Some records
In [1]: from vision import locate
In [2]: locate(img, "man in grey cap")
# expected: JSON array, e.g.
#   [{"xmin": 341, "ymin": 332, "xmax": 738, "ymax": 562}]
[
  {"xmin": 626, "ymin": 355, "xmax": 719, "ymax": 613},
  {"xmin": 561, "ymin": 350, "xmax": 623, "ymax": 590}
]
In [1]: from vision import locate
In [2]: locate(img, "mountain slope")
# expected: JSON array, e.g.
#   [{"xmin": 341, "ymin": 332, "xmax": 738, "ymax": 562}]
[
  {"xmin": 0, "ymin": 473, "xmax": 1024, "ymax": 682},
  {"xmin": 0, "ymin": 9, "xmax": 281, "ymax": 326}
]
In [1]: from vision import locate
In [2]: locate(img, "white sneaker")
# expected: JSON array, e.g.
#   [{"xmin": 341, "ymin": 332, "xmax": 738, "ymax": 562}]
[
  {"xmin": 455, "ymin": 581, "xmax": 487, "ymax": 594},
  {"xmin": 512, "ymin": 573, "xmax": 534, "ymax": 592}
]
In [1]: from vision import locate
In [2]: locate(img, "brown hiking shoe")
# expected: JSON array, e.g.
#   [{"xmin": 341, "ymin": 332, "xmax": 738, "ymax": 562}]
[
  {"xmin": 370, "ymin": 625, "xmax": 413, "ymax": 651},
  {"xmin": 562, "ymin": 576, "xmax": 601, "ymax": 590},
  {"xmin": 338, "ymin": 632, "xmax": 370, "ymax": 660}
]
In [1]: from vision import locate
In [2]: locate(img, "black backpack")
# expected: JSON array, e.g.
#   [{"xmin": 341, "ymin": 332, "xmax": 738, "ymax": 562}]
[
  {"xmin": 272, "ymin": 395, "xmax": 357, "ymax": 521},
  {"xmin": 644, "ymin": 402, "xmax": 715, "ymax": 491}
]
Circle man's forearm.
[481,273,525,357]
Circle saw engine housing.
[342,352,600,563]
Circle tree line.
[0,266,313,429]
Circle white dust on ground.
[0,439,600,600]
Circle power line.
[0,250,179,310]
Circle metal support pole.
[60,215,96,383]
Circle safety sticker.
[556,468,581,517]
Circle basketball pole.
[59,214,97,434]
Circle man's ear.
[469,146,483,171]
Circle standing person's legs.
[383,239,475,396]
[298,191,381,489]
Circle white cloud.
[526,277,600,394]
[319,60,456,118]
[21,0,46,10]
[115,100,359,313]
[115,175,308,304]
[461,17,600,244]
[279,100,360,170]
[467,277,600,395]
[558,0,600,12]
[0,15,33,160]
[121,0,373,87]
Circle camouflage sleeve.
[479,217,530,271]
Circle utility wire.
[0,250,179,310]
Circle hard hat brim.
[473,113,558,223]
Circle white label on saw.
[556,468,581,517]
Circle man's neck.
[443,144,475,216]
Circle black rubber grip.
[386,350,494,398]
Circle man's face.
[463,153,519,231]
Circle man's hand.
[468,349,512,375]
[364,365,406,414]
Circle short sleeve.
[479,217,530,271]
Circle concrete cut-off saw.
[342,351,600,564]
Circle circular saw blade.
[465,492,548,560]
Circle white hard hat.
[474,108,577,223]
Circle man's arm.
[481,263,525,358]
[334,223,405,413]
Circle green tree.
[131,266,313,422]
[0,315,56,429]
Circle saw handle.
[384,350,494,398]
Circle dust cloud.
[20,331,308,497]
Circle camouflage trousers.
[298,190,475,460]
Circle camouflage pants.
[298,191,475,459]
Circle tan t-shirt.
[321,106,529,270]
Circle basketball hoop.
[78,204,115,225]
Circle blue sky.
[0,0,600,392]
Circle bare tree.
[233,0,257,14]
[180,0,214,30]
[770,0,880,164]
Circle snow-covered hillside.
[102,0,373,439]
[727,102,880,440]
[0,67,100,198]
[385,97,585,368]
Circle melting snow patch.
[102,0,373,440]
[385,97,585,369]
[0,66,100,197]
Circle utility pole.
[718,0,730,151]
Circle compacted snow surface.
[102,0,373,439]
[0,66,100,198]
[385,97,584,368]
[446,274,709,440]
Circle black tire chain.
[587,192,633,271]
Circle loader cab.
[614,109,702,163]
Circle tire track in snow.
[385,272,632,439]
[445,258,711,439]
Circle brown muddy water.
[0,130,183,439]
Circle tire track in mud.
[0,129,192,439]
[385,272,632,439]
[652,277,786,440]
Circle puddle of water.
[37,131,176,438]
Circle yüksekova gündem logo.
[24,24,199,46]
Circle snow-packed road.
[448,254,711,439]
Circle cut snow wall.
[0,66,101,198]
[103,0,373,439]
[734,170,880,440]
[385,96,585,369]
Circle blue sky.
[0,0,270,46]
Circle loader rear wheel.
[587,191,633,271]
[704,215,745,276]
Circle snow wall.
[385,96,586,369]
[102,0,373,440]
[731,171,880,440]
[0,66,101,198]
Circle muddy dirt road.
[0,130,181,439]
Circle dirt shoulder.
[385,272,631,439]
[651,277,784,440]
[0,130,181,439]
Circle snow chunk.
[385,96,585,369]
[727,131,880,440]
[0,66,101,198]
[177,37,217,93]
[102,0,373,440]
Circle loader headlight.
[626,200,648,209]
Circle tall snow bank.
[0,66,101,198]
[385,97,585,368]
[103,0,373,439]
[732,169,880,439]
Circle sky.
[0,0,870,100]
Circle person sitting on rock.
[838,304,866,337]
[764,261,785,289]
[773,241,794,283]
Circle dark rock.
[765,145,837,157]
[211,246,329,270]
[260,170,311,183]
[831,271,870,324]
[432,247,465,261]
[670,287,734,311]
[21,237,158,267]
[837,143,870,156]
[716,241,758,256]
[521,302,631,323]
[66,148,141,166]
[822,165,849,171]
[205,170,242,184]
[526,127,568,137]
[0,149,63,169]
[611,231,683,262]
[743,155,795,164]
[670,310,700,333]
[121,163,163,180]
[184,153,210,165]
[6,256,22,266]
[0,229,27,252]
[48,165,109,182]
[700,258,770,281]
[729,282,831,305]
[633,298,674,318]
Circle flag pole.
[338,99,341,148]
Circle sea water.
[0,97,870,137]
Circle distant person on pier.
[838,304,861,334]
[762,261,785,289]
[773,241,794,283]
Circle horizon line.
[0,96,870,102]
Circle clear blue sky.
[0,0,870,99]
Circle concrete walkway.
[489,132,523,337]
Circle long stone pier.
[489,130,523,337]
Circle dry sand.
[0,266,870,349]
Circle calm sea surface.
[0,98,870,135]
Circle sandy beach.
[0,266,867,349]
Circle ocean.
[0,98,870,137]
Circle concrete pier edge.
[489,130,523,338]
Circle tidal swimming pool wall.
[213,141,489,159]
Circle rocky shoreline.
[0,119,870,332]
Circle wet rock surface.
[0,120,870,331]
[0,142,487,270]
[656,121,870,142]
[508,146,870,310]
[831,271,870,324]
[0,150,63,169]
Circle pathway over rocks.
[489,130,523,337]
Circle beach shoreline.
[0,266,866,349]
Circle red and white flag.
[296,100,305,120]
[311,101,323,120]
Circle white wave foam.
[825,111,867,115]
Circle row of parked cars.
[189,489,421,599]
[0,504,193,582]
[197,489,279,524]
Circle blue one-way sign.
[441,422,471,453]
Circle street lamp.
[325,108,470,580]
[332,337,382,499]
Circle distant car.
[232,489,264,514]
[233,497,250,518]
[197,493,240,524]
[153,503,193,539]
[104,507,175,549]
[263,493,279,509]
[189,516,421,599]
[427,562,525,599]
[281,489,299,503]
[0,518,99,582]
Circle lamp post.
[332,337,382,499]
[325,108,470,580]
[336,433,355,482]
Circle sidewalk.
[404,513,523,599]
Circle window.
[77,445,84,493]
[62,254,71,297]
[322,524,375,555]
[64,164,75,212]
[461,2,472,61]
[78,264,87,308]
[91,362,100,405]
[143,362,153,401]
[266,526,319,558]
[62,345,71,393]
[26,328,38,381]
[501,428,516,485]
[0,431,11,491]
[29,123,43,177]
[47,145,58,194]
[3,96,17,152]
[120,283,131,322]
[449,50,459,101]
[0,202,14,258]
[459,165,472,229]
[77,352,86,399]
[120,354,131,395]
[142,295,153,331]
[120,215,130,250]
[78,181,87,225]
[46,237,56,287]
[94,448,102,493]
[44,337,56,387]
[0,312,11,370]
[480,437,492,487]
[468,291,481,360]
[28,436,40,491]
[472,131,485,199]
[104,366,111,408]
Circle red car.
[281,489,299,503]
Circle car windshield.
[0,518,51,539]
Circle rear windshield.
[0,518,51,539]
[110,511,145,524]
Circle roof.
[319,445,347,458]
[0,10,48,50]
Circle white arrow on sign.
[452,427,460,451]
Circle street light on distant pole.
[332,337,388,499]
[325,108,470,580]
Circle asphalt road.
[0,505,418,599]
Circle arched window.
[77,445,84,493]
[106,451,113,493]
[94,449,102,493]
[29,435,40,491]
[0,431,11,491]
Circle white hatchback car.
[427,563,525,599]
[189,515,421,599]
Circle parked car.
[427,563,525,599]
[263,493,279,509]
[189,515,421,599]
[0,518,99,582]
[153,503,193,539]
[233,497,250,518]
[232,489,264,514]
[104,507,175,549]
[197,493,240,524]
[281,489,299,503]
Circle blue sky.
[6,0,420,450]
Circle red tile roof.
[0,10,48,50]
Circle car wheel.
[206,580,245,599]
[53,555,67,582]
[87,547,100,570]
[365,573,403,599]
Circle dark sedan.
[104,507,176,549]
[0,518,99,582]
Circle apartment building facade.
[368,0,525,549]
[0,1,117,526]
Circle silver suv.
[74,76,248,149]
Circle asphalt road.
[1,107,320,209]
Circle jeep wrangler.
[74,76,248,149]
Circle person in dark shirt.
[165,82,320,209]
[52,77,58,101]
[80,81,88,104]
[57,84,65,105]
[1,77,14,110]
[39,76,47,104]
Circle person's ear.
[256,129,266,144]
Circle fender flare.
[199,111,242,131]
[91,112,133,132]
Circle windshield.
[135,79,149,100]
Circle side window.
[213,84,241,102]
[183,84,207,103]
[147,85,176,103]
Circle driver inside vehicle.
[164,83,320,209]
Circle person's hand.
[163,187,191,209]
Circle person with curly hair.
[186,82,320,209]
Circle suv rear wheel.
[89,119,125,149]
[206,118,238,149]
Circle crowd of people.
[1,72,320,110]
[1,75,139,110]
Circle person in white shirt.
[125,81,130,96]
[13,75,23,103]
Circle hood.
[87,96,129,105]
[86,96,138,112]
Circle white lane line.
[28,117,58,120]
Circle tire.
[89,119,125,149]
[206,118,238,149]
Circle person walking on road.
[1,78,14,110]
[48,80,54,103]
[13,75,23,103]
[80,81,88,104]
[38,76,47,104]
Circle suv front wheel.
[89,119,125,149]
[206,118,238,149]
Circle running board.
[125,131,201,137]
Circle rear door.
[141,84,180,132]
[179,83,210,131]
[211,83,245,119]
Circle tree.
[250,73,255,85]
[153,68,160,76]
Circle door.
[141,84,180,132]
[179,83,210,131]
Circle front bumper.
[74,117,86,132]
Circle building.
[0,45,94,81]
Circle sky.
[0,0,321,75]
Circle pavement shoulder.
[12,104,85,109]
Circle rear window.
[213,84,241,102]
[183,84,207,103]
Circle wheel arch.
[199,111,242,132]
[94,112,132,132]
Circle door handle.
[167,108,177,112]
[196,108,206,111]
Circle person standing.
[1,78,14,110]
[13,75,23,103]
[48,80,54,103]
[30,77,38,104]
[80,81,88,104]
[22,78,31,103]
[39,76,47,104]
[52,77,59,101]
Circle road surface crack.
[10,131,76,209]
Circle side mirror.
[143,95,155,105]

- [The request]
Turn the records from the first line through the line containing "[386,350,494,398]" into a Markdown table with a Row column for the row number and a Line column for the line, leaving out any blank lines.

- [Exercise solution]
| Row | Line |
|---|---|
| 1 | In [1]: from vision import locate |
| 2 | In [2]: locate(img, "man in grey cap") |
| 3 | # expected: JSON array, e.g. |
| 4 | #   [{"xmin": 341, "ymin": 332, "xmax": 738, "ymax": 562}] |
| 5 | [ |
| 6 |   {"xmin": 626, "ymin": 355, "xmax": 719, "ymax": 613}, |
| 7 |   {"xmin": 561, "ymin": 350, "xmax": 623, "ymax": 590} |
| 8 | ] |
| 9 | In [1]: from vision import locate |
| 10 | In [2]: locate(img, "mountain slope") |
| 11 | # expected: JSON array, e.g. |
| 12 | #   [{"xmin": 341, "ymin": 332, "xmax": 738, "ymax": 562}] |
| 13 | [ |
| 14 |   {"xmin": 0, "ymin": 473, "xmax": 1024, "ymax": 682}, |
| 15 |   {"xmin": 0, "ymin": 9, "xmax": 281, "ymax": 326} |
| 16 | ] |
| 17 | In [1]: from vision import locate |
| 18 | In [2]: locate(img, "white sneaker") |
| 19 | # expected: JSON array, e.g. |
| 20 | #   [{"xmin": 341, "ymin": 332, "xmax": 738, "ymax": 562}] |
| 21 | [ |
| 22 |   {"xmin": 455, "ymin": 581, "xmax": 487, "ymax": 594}, |
| 23 |   {"xmin": 512, "ymin": 573, "xmax": 534, "ymax": 592} |
| 24 | ] |
| 25 | In [1]: from vision import locate |
| 26 | In [2]: locate(img, "brown hiking shoe") |
| 27 | # expected: JSON array, e.g. |
| 28 | #   [{"xmin": 341, "ymin": 332, "xmax": 738, "ymax": 562}] |
| 29 | [ |
| 30 |   {"xmin": 370, "ymin": 625, "xmax": 413, "ymax": 651}, |
| 31 |   {"xmin": 562, "ymin": 576, "xmax": 601, "ymax": 590}, |
| 32 |   {"xmin": 338, "ymin": 632, "xmax": 370, "ymax": 660} |
| 33 | ] |
| 34 | In [1]: from vision import locate |
| 35 | In [2]: locate(img, "black backpack") |
| 36 | # expected: JSON array, e.g. |
| 37 | #   [{"xmin": 341, "ymin": 332, "xmax": 738, "ymax": 562}] |
| 38 | [ |
| 39 |   {"xmin": 272, "ymin": 395, "xmax": 357, "ymax": 521}, |
| 40 |   {"xmin": 644, "ymin": 402, "xmax": 715, "ymax": 491} |
| 41 | ] |
| 42 | Circle man's forearm. |
| 43 | [481,273,525,357] |
| 44 | Circle saw engine housing. |
| 45 | [342,352,600,563] |
| 46 | Circle tree line. |
| 47 | [0,266,313,429] |
| 48 | Circle white dust on ground. |
| 49 | [0,439,600,600] |
| 50 | Circle power line. |
| 51 | [0,250,179,310] |
| 52 | Circle metal support pole. |
| 53 | [60,215,96,383] |
| 54 | Circle safety sticker. |
| 55 | [556,468,581,517] |
| 56 | Circle basketball pole. |
| 57 | [59,214,97,434] |
| 58 | Circle man's ear. |
| 59 | [469,146,483,171] |
| 60 | Circle standing person's legs. |
| 61 | [383,239,475,396] |
| 62 | [298,191,381,489] |
| 63 | Circle white cloud. |
| 64 | [526,277,600,394] |
| 65 | [319,60,456,118] |
| 66 | [21,0,46,10] |
| 67 | [115,100,359,313] |
| 68 | [115,175,308,304] |
| 69 | [461,17,600,244] |
| 70 | [279,100,360,170] |
| 71 | [467,277,600,395] |
| 72 | [558,0,600,12] |
| 73 | [0,15,33,160] |
| 74 | [121,0,373,87] |
| 75 | Circle camouflage sleeve. |
| 76 | [479,217,530,271] |
| 77 | Circle utility wire. |
| 78 | [0,250,179,310] |
| 79 | Circle hard hat brim. |
| 80 | [473,113,558,223] |
| 81 | Circle white label on saw. |
| 82 | [556,468,581,517] |
| 83 | Circle man's neck. |
| 84 | [443,144,475,216] |
| 85 | Circle black rubber grip. |
| 86 | [386,350,494,398] |